** Start Records to use **
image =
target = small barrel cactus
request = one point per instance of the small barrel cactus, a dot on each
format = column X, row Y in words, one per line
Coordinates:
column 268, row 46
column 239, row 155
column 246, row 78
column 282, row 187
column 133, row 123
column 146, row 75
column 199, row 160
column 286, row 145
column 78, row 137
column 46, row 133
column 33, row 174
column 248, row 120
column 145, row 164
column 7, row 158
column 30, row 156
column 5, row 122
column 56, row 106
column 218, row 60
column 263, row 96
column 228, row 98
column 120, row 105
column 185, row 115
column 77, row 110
** End Records to use **
** Start Records to use **
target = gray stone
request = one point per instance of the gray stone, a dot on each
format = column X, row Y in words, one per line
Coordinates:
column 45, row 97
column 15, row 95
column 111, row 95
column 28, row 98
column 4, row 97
** End Records to use **
Exercise requirements - Please copy the listing again, beginning at the line that has "target = gray stone" and stopping after the line that has "column 4, row 97", with "instance" changed to "occurrence" and nothing else altered. Return only those lines.

Expected answer -
target = gray stone
request = one point per occurrence of the gray stone, a dot on each
format = column X, row Y in words, one per line
Coordinates:
column 45, row 97
column 15, row 95
column 111, row 95
column 28, row 98
column 4, row 97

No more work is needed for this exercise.